TEXT SECTION
-- start --

Now any non-GAAP financial measure are reconciled to the U.S. GAAP equivalent in the appendix of the slide deck, and final data will be included in our Form 10-Q. Now finally, today’s presentation includes some forward-looking statements about our expectations for Ford’s future performance. Of course, actual results could be different.
The most significant factors that could affect future results are summarized at the end of this presentation and detailed in our SEC filings.
With that, I’d now like to turn the presentation over to Mark.
Mark Fields – President & Chief Executive Officer
Thanks George. I’m really pleased to join you this morning and today we’ll review our second quarter financial results, the details behind them and our outlook ahead. So let’s get right into the first slide.
Our strong results this quarter are due once again to the success of our ONE Ford plan, which remains unchanged. We are continuing to focus on all four elements of the plan. They have served us very well and will continue to be our focus going forward.
We also plan to build on our success by accelerating the pace of progress throughout our business. In many ways we are just starting to see the full benefits and strength of ONE Ford and we intend to maximize these opportunities going forward.

-- end --

PROVIDED MATERIAL
-- start --

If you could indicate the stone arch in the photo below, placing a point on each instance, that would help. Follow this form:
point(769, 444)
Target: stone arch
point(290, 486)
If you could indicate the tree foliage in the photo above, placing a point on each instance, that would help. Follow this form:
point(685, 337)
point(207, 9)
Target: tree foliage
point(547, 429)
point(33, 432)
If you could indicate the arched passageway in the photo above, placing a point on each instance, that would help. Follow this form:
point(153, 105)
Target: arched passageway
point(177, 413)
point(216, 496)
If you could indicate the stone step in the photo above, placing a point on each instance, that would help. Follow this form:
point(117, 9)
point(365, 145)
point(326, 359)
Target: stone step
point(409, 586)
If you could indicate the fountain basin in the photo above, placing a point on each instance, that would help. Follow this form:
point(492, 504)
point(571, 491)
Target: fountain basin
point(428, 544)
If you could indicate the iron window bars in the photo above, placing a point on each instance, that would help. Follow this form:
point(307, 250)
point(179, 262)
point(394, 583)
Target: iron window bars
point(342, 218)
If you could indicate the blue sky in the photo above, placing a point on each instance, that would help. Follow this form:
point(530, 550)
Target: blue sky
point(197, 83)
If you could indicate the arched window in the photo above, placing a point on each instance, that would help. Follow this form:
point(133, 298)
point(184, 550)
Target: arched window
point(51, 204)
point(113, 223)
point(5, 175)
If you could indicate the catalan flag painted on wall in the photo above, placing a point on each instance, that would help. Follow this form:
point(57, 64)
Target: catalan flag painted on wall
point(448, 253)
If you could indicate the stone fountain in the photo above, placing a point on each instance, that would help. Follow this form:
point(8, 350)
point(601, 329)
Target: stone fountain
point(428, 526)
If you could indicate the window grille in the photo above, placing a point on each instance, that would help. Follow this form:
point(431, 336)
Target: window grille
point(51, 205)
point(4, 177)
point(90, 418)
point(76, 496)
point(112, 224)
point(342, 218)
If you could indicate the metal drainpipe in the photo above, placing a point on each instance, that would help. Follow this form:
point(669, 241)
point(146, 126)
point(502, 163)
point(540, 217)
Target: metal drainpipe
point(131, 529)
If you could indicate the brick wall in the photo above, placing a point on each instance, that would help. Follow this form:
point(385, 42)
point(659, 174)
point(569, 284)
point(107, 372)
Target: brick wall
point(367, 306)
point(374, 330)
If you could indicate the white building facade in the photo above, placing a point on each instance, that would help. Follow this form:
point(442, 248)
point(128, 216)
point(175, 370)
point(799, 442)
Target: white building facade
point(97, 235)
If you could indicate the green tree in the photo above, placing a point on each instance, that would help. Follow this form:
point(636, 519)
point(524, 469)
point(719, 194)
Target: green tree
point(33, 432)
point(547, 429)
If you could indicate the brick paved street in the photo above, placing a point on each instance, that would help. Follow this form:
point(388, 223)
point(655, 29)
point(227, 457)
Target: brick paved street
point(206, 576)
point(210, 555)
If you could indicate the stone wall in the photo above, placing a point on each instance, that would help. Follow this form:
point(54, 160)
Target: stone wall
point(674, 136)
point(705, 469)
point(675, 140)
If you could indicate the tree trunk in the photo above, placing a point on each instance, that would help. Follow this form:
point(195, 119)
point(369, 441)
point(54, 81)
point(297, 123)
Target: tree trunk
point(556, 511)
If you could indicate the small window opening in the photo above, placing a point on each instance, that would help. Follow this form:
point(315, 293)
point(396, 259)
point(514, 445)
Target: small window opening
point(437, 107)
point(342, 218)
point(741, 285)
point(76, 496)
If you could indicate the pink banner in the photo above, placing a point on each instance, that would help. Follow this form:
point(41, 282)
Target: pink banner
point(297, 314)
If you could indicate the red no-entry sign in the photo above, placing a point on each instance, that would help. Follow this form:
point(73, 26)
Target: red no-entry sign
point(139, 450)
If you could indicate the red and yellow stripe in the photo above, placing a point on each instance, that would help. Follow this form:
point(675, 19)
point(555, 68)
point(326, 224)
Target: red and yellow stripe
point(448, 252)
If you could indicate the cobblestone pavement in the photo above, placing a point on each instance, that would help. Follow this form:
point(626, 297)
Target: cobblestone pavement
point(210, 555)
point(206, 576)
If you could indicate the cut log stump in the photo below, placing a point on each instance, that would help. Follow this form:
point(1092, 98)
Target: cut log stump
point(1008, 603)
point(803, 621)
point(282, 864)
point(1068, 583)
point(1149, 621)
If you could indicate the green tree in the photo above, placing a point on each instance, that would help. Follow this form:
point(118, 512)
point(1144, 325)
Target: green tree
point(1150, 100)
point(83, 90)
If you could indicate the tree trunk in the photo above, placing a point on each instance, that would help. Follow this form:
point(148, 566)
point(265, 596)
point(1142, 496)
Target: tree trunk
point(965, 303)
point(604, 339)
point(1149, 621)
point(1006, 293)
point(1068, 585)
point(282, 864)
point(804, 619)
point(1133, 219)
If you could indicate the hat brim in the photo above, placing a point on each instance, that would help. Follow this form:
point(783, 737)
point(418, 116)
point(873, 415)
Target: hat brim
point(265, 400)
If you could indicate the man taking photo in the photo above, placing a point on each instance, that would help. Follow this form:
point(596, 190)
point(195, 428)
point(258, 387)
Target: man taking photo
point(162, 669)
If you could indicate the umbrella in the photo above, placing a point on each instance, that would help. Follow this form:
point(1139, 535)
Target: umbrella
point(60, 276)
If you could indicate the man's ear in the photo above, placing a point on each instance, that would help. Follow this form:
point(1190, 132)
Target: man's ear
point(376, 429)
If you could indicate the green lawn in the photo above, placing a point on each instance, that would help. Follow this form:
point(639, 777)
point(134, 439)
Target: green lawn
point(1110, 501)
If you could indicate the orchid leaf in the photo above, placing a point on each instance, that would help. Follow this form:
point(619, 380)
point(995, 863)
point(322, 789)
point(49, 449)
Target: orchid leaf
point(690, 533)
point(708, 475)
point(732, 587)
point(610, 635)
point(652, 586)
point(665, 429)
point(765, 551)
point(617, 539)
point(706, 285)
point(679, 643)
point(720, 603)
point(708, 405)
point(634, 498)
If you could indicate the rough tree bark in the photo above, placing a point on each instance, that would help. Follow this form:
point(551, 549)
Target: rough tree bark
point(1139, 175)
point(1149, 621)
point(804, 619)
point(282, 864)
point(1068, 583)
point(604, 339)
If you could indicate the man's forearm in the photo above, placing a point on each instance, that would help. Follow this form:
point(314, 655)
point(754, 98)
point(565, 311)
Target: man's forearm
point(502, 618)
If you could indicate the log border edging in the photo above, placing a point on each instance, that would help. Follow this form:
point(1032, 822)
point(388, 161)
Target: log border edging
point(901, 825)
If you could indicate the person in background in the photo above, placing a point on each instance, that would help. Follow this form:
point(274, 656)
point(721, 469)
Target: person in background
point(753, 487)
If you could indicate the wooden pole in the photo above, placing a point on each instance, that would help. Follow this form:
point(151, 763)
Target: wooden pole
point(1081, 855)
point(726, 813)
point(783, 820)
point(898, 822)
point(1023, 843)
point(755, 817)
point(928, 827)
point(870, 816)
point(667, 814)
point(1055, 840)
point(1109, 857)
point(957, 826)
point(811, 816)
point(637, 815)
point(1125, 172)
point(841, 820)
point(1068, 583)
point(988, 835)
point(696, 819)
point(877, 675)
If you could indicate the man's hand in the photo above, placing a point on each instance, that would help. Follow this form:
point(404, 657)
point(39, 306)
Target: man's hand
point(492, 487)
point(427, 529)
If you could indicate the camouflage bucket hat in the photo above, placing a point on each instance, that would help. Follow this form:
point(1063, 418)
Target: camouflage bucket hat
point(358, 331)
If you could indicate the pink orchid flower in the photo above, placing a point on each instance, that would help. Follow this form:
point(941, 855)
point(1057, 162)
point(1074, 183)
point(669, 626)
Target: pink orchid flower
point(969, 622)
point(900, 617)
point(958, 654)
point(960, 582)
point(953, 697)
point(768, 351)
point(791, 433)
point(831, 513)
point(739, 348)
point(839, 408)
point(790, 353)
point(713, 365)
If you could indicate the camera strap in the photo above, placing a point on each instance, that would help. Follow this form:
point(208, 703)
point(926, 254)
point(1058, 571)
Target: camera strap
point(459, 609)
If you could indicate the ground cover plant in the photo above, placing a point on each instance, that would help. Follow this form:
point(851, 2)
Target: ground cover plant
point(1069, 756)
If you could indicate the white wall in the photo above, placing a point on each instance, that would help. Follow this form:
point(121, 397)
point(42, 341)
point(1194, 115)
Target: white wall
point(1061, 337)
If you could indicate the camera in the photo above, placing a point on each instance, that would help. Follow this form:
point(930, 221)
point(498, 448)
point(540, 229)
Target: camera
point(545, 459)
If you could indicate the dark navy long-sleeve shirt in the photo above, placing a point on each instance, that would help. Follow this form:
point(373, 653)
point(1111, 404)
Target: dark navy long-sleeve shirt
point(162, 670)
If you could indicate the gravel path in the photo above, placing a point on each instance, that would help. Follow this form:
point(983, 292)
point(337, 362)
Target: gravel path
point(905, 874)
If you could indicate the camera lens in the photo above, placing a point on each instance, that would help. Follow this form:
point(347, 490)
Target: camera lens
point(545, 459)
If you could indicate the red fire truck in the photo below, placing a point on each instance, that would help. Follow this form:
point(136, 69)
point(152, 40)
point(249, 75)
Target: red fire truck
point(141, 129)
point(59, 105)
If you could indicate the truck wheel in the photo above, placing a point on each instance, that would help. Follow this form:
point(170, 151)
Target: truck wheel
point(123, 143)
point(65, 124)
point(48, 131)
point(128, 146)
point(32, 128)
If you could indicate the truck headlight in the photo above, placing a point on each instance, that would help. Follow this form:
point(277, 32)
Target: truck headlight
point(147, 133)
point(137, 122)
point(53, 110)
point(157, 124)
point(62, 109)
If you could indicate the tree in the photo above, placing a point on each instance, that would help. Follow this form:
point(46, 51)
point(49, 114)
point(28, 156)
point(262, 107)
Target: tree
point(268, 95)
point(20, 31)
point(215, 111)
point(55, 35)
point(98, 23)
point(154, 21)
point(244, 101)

-- end --

WHAT TO DO
a – In the Ford earnings call excerpt, where are non-GAAP financial measures reconciled to their U.S. GAAP equivalents?
b – Translate this sentence from the Ford earnings call excerpt into Spanish: "The most significant factors that could affect future results are summarized at the end of this presentation and detailed in our SEC filings."
c – Carry on the Ford earnings call excerpt from its last sentence.

RESULTS FOR EACH TASK
a – In the appendix of the slide deck.

b – Los factores más significativos que podrían afectar los resultados futuros se resumen al final de esta presentación y se detallan en nuestros informes presentados ante la SEC.

c –
At the same time, we are passionate about product excellence and leading in innovation. We are committed to building on the product strength today, with even more new products and innovations that will deliver growth for our stakeholders and define our company going forward.
Now let’s turn to slide two for a look at the second quarter. Overall, we delivered a strong quarter. We achieved our 20th consecutive profitable quarter and our best quarterly pretax profit since the second quarter of 2011.
We also delivered positive automotive operating related cash flow and ended the quarter once again with strong liquidity. Although second quarter wholesale volume and revenue declined 1% year-over-year, we achieved higher market share in Asia Pacific, driven by record share in China.
All automotive business units contributed to the company’s pretax profit, and all improved from a year ago, with the exception of South America. North America achieved record quarterly performance for pretax profit; Asia Pacific achieved a second quarter record; and Europe earned its first quarterly profit since the market dramatically declined three years ago. Ford Credit once again delivered solid results.
As we’ve said, this year is the most aggressive in our history for new product launches. We remain on track with our 23 global product launches. Our full-year outlook for the company pretax profit is unchanged, ranging from $7 billion to $8 billion. Our outlook for automotive revenue and operating margin also remains unchanged.
Today, we are improving our outlook for automotive operating related cash flow to lower than a year ago, from substantially lower, due to the strong cash flow generated in the first half. As we look forward, we expect the payoff of our investments this year will be a strong product line up, with higher volumes, revenues and margins in 2015 and beyond.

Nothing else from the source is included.